> _WORK TO BE COMPLETED_:
Reproduce only the material from the line with "Expected content: snow-covered" up to and including the line with "267 152 336 169", substituting "blue street sign" for "blue road sign" and keeping all else the same.
— BEGIN —
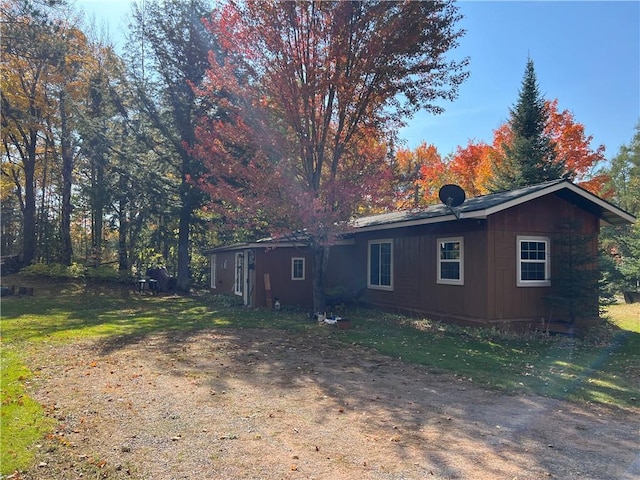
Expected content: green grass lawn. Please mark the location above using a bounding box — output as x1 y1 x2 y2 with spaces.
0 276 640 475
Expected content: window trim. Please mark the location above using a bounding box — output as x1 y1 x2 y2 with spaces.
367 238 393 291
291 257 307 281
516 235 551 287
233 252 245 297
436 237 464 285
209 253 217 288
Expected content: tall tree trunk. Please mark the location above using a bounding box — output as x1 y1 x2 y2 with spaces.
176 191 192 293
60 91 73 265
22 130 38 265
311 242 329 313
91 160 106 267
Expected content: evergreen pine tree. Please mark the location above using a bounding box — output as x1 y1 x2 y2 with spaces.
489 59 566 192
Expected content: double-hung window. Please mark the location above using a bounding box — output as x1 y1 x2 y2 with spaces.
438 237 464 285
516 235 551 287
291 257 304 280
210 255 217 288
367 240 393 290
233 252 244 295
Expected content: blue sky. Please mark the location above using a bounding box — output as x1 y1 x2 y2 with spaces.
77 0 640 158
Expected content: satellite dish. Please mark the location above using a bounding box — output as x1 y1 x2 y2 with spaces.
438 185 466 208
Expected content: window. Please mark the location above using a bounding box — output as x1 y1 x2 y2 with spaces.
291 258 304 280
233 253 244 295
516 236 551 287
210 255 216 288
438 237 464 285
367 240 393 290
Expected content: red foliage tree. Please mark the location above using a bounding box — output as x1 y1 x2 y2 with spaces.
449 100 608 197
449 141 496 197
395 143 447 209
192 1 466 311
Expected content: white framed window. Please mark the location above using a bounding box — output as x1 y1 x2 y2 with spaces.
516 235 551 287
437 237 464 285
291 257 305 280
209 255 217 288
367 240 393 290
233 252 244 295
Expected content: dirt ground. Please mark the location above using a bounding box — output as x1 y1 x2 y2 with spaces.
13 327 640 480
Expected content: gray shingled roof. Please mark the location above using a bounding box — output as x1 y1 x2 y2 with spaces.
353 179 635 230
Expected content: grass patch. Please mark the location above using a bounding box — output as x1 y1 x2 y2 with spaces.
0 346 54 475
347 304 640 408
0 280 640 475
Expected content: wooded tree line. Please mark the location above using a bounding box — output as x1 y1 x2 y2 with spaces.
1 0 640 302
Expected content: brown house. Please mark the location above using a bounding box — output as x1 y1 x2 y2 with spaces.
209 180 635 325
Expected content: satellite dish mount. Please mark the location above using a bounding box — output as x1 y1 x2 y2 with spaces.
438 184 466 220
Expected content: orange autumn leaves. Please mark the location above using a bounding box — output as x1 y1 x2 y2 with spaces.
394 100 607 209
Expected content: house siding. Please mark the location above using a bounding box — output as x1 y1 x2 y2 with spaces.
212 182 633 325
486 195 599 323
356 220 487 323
— END —
— BEGIN —
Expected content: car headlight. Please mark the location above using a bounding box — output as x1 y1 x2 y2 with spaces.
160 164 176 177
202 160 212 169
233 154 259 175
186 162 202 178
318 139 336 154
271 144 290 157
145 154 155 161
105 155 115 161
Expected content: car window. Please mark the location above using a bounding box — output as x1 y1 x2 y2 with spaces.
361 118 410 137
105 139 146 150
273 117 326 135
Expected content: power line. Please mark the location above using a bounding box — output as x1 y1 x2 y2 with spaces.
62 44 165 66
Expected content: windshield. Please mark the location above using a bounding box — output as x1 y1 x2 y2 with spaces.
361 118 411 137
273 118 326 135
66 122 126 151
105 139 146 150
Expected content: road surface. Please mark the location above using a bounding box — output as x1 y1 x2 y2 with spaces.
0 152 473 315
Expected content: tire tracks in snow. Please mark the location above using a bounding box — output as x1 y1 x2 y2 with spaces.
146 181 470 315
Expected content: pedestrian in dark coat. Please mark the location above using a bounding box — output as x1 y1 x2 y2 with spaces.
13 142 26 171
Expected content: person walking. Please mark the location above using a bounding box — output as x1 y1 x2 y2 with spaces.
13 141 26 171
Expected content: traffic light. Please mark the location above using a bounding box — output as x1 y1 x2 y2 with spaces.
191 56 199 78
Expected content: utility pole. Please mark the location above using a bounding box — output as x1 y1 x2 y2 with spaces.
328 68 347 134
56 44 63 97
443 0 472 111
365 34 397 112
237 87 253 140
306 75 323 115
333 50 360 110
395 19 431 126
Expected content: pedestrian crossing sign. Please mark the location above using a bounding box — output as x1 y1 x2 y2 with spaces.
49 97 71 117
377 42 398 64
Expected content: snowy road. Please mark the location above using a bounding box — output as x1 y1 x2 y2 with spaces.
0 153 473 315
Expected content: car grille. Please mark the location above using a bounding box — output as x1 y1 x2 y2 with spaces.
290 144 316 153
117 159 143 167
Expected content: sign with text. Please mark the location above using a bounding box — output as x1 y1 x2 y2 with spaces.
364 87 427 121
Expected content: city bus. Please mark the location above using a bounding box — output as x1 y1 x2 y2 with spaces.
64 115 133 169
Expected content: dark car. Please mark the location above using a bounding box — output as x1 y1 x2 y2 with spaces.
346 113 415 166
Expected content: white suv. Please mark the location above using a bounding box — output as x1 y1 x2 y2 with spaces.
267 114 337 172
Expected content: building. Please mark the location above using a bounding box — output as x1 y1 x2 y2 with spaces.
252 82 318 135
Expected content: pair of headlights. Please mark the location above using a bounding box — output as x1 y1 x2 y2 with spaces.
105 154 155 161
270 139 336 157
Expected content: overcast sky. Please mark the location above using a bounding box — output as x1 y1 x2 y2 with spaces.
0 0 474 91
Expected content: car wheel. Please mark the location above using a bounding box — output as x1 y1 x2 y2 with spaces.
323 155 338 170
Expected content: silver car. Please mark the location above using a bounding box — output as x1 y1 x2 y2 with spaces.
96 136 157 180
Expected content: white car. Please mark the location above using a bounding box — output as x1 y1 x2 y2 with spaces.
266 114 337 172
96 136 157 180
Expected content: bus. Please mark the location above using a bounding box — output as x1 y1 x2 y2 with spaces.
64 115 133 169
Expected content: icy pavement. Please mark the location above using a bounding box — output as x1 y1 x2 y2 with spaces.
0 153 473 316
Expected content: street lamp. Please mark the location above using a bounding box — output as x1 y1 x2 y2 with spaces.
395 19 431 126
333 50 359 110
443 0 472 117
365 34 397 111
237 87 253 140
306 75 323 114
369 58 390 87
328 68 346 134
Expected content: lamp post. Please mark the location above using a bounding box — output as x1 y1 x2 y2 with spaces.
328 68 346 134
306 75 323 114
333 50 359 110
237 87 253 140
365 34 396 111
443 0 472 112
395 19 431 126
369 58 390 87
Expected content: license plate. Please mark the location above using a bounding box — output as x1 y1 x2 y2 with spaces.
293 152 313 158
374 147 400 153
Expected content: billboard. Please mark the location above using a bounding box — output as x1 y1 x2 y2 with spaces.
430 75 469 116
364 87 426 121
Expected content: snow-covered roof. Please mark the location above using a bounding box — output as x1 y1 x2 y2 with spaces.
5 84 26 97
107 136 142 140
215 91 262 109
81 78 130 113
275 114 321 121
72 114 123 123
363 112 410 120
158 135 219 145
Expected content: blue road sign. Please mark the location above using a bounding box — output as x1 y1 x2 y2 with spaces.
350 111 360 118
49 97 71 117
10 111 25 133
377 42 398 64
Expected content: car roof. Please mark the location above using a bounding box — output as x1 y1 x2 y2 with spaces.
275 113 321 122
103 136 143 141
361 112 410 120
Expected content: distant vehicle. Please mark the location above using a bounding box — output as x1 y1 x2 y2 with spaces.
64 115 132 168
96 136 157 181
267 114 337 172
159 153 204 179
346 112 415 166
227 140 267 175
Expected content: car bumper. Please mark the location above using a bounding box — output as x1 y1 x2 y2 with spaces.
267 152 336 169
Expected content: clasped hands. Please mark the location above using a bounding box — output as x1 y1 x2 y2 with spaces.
— END —
— BEGIN —
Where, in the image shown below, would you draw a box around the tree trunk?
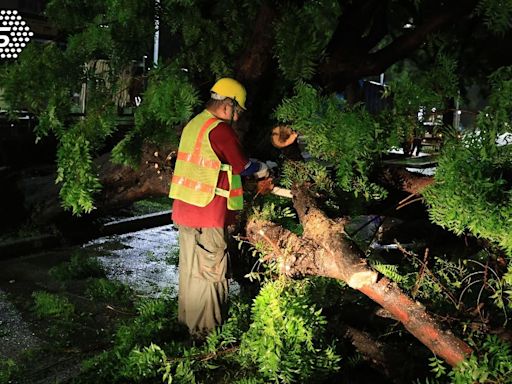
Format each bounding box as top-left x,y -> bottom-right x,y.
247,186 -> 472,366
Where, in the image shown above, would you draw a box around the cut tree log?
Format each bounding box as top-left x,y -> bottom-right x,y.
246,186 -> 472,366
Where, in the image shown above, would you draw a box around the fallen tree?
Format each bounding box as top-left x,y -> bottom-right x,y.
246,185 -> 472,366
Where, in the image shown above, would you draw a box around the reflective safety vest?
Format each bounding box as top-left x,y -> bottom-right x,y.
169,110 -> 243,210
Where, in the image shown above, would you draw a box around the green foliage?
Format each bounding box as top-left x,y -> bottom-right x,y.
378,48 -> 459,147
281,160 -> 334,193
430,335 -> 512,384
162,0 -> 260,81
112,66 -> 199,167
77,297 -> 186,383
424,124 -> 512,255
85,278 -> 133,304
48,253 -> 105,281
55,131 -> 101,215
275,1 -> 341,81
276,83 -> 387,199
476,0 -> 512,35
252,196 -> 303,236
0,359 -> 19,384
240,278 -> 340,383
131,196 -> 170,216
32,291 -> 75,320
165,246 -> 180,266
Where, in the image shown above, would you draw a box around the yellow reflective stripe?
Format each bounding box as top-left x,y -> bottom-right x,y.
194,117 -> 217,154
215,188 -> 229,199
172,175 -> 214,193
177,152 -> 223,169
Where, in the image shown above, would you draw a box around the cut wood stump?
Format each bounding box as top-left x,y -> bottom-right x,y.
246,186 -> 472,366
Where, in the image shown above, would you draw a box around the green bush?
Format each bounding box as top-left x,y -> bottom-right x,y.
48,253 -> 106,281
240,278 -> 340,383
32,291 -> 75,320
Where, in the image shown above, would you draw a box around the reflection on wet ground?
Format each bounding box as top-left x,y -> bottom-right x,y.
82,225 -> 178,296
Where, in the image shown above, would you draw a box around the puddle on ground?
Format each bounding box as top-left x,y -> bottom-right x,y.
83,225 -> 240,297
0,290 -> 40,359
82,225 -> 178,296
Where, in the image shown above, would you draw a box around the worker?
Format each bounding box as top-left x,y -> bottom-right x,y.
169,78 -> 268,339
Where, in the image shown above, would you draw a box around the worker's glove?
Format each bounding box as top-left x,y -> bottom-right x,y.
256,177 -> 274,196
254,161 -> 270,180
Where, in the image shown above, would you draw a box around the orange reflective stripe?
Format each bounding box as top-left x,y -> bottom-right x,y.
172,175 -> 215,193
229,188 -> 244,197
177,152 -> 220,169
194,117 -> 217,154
— END —
> _EXERCISE OUTPUT_:
Expected content: snow-covered roof. Please mark the location above using a bounding box — output as x1 y1 x2 y2 with spaces.
5 84 26 97
107 136 142 140
215 91 262 109
81 78 130 113
275 114 321 121
72 114 123 123
363 112 410 120
158 135 219 145
Expected content: blue street sign. Please mark the location above using a bounding box — output as x1 y1 x2 y2 with spaces.
350 111 360 118
49 97 71 117
10 111 25 133
377 42 398 64
Expected content: car roof. Please mark the location above using a bounding box — output as x1 y1 x2 y2 with spaces.
275 113 321 122
103 136 143 141
361 112 410 120
Expected content: distant vehicle. Please mark the location above using a bounding box — output as x1 y1 x2 y2 with spaces.
64 115 132 168
96 136 157 181
267 114 337 172
159 153 204 179
346 112 415 166
227 140 267 175
Expected content: car bumper. Please mark the location above using a bounding box — output as x1 y1 x2 y2 with spaces.
267 152 336 169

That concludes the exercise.